**Given problem A**.
Reproduce the stretch of rows from the first row through the row containing "[987,378,1004,412]", unchanged.

**Passage given**.

>>>

FIG. 2 shows a heat transfer method for the LED device with the luminaire housing, in accordance with an embodiment of the present disclosure.

FIGS. 3A and 3B show sample simulation results for the LED device, in accordance with embodiments of the present disclosure.

DETAILED DESCRIPTION

It is understood that the present disclosure provides many different embodiments, and that these embodiments are provided only as examples of systems, devices and methods that can benefit from the present invention. The invention itself should not be limited to any of these embodiments. Also, in the drawings, the sizes and relative sizes of layers and regions may be exaggerated for clarity. Furthermore, it will be understood that when an element or layer is referred to as being “on,” or “coupled to” another element or layer, it may be directly on, or coupled to the other element or layer, or intervening elements or layers may be present.

Spatially relative terms, such as “beneath,” “below,” “lower,” “above,” “upper” and the like, may be used herein for ease of description to describe one element or feature's relationship to another element(s) or feature(s) as illustrated in the figures. It will be understood that the spatially relative terms are intended to encompass different orientations of the device in use or operation in addition to the orientation depicted in the figures. For example, if the device in the figures is turned over, elements described as being “below” or “beneath” other elements or features would then be oriented “above” the other elements or features. Thus, the exemplary term “below” can encompass both an orientation of above and below. The device may be otherwise oriented (rotated 90 degrees or at other orientations) and the spatially relative descriptors used herein may likewise be interpreted accordingly.

Hereinafter, embodiments of the present invention will be explained in detail with reference to the accompanying drawings.

Embodiments of the present disclosure relate to a light emitting diode (LED) device having an improved luminaire housing with effective heat dissipation. In one aspect, the luminaire housing combines a heat sink and a vapor chamber together to provide effective heat dissipation by reducing thermal resistance and increasing heat transfer rate. In another aspect, use of the vapor chamber allows a reduced heat sink dimension along with other advantages as described in greater detail herein.

FIGS. 1A-1D show a light emitting diode (LED) device 100 with a luminaire housing 110, in accordance with an embodiment of the present disclosure.

<<<

**Provided data**.
>>>

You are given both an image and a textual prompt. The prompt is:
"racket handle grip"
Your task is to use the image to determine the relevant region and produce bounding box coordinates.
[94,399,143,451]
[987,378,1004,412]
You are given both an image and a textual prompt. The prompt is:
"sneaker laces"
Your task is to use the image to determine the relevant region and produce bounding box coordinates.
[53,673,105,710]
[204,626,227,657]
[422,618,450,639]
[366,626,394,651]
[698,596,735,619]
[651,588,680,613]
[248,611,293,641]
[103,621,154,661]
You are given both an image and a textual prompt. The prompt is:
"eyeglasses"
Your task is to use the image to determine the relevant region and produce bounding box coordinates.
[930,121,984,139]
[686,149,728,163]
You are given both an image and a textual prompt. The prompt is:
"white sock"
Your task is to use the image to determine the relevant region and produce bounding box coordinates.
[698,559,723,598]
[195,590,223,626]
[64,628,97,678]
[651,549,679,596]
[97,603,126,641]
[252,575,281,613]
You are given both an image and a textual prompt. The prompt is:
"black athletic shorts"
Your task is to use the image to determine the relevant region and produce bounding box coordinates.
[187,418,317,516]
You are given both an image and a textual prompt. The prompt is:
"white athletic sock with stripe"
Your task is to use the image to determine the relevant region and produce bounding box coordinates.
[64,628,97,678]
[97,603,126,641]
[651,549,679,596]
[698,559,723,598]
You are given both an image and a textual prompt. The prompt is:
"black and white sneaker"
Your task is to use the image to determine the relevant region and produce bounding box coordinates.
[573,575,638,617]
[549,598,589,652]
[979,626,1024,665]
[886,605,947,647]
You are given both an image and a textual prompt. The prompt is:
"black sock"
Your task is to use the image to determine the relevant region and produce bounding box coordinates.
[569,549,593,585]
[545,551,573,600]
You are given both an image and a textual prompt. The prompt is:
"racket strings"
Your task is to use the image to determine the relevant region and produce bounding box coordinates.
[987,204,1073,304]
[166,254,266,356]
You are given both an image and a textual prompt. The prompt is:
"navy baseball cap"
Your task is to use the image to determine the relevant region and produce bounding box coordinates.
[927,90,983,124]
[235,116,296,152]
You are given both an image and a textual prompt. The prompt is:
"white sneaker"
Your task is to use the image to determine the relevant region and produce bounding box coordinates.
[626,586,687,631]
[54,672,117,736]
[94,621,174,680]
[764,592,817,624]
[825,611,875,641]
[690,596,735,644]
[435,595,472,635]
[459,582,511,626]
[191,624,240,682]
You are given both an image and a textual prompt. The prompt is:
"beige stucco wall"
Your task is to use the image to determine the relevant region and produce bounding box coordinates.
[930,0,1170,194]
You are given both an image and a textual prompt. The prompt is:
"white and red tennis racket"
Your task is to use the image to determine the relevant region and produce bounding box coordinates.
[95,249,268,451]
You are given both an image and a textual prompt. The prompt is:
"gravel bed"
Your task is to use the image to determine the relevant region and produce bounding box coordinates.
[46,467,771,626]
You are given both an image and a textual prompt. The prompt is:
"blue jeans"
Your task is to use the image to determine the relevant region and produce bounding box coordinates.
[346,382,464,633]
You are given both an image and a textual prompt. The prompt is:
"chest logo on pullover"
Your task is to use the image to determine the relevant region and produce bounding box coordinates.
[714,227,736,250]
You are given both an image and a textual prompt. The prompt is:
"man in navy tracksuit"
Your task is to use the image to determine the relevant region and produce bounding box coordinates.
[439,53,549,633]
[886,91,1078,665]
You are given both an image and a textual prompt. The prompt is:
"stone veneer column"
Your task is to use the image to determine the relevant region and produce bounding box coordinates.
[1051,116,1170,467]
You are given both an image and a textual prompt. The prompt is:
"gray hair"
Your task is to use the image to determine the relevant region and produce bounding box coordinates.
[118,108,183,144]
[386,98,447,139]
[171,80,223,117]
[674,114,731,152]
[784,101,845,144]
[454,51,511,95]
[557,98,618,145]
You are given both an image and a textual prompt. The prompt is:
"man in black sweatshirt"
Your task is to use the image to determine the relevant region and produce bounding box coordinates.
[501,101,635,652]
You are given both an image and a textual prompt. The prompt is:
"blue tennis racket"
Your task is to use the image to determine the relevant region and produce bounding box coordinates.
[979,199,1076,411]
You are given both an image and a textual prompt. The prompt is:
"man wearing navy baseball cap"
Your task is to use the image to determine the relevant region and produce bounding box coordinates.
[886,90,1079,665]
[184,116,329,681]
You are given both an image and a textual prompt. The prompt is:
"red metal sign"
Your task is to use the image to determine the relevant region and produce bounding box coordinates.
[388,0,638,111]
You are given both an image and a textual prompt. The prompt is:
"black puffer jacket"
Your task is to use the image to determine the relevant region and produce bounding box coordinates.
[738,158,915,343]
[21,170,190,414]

<<<

**Given problem B**.
Answer these questions from the LED housing passage.
(i) What do FIGS. 3A and 3B show?
(ii) Which two components does the luminaire housing combine?
(iii) By how many degrees does the passage say the device may be rotated as an example of another orientation?

**Expected output A**.
You are given both an image and a textual prompt. The prompt is:
"racket handle grip"
Your task is to use the image to determine the relevant region and produce bounding box coordinates.
[94,399,143,451]
[987,378,1004,412]

**Expected output B**.
(i) Sample simulation results for the LED device.
(ii) A heat sink and a vapor chamber.
(iii) 90 degrees.